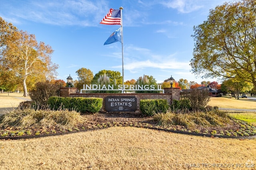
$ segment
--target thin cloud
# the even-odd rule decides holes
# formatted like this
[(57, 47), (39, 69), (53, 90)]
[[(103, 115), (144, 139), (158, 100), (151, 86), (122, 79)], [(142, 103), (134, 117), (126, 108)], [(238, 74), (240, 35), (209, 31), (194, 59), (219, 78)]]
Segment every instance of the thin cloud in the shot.
[(182, 13), (189, 13), (202, 7), (202, 5), (197, 5), (198, 1), (191, 0), (173, 0), (161, 4), (168, 8), (176, 9)]

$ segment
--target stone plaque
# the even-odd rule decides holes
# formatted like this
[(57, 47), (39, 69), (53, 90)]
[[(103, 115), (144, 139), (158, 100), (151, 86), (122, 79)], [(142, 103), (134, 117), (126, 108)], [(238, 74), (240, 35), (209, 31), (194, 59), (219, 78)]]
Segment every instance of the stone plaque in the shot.
[(135, 96), (110, 96), (105, 100), (105, 109), (107, 111), (135, 111), (137, 109)]

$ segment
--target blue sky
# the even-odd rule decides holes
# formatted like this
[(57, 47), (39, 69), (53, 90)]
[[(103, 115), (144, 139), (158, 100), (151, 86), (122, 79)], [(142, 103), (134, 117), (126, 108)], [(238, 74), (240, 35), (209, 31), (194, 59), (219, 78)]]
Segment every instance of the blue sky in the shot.
[[(66, 81), (84, 67), (122, 74), (122, 44), (103, 45), (120, 25), (99, 23), (110, 8), (122, 6), (124, 81), (144, 74), (158, 83), (171, 75), (200, 84), (217, 81), (190, 71), (193, 27), (207, 20), (222, 0), (1, 0), (0, 16), (52, 47), (59, 65), (56, 79)], [(218, 82), (220, 82), (218, 81)]]

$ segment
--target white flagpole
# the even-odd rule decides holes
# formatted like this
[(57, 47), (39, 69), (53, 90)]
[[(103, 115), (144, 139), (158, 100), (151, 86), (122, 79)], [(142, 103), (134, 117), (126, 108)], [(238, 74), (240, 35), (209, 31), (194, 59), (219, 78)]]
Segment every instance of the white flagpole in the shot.
[(122, 84), (123, 90), (122, 91), (122, 93), (124, 93), (124, 45), (123, 43), (123, 18), (122, 14), (122, 10), (124, 9), (122, 6), (119, 8), (120, 10), (120, 15), (121, 15), (121, 40), (122, 40)]

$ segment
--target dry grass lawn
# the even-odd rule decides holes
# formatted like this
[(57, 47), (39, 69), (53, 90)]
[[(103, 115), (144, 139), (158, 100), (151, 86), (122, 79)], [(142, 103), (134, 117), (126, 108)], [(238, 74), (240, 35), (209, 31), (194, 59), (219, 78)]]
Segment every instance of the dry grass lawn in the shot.
[(15, 107), (24, 100), (30, 99), (23, 97), (23, 93), (0, 93), (0, 107)]
[[(8, 104), (18, 99), (2, 96), (0, 94), (0, 100), (4, 98), (3, 101)], [(11, 101), (7, 102), (10, 98)], [(224, 98), (212, 98), (210, 103), (222, 98), (224, 100), (214, 106), (252, 109), (252, 106), (256, 104), (248, 102), (240, 105), (235, 100)], [(222, 103), (228, 101), (235, 103)], [(0, 141), (0, 169), (255, 170), (255, 153), (256, 139), (211, 138), (135, 127), (111, 127), (37, 139)], [(191, 166), (197, 167), (191, 168)], [(248, 166), (252, 167), (246, 168)]]
[[(236, 169), (251, 170), (255, 168), (244, 167), (256, 164), (255, 139), (211, 138), (128, 127), (1, 141), (0, 149), (1, 169), (183, 170), (196, 164), (200, 168), (192, 169), (234, 169), (239, 165), (244, 168)], [(203, 168), (206, 165), (211, 168)]]
[(238, 100), (234, 98), (211, 98), (208, 105), (219, 107), (244, 109), (255, 109), (256, 111), (256, 100), (249, 100), (240, 98)]

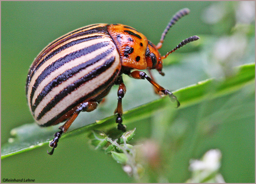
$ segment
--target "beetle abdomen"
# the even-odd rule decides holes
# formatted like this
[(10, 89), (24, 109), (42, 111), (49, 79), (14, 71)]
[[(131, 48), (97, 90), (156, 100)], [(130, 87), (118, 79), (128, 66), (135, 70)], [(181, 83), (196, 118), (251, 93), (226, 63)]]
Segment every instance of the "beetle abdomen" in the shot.
[(50, 44), (35, 59), (26, 91), (29, 106), (40, 125), (64, 121), (81, 103), (99, 100), (113, 84), (121, 65), (106, 25), (69, 33)]

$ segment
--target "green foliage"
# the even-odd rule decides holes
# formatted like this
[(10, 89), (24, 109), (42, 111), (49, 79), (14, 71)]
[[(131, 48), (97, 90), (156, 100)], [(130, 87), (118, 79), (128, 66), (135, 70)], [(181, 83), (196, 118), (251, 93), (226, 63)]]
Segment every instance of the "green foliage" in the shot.
[[(152, 71), (160, 84), (174, 90), (181, 106), (155, 95), (146, 80), (125, 75), (123, 122), (128, 130), (136, 128), (133, 138), (120, 142), (122, 133), (112, 115), (114, 86), (105, 104), (80, 113), (54, 155), (48, 155), (59, 125), (31, 123), (24, 87), (29, 66), (43, 48), (97, 23), (132, 26), (156, 44), (172, 16), (185, 7), (191, 13), (171, 28), (160, 52), (191, 36), (200, 39), (164, 60), (164, 77)], [(248, 1), (1, 2), (1, 179), (217, 182), (219, 174), (227, 182), (255, 182), (254, 9)], [(204, 177), (205, 170), (192, 169), (192, 161), (205, 163), (203, 156), (213, 149), (221, 153), (215, 162), (220, 167)], [(135, 167), (128, 161), (129, 161)]]

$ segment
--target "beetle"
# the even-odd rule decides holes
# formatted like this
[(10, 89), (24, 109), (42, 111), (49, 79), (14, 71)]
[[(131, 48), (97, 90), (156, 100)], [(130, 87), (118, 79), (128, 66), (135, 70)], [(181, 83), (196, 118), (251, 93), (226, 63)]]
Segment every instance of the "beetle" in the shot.
[(114, 85), (119, 85), (118, 102), (114, 112), (119, 130), (122, 123), (122, 100), (126, 88), (122, 74), (146, 79), (161, 95), (169, 95), (180, 103), (171, 92), (158, 84), (144, 72), (134, 69), (156, 69), (162, 75), (162, 60), (186, 44), (198, 39), (185, 39), (164, 56), (158, 50), (166, 34), (177, 21), (189, 12), (181, 10), (171, 19), (155, 45), (135, 29), (122, 24), (99, 23), (83, 27), (60, 37), (38, 54), (28, 74), (26, 93), (30, 111), (41, 126), (66, 121), (54, 135), (50, 146), (51, 155), (63, 133), (65, 132), (81, 112), (97, 108)]

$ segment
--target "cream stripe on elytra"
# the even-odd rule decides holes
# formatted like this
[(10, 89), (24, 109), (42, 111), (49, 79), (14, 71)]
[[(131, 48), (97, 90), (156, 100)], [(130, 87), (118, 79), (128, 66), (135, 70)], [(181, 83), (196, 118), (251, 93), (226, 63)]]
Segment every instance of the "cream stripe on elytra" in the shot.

■ TASK OBJECTIVE: Count the lines in the items above that contain the string "cream". Reply with the number alone.

■ ANSWER FOR THE TASK: 2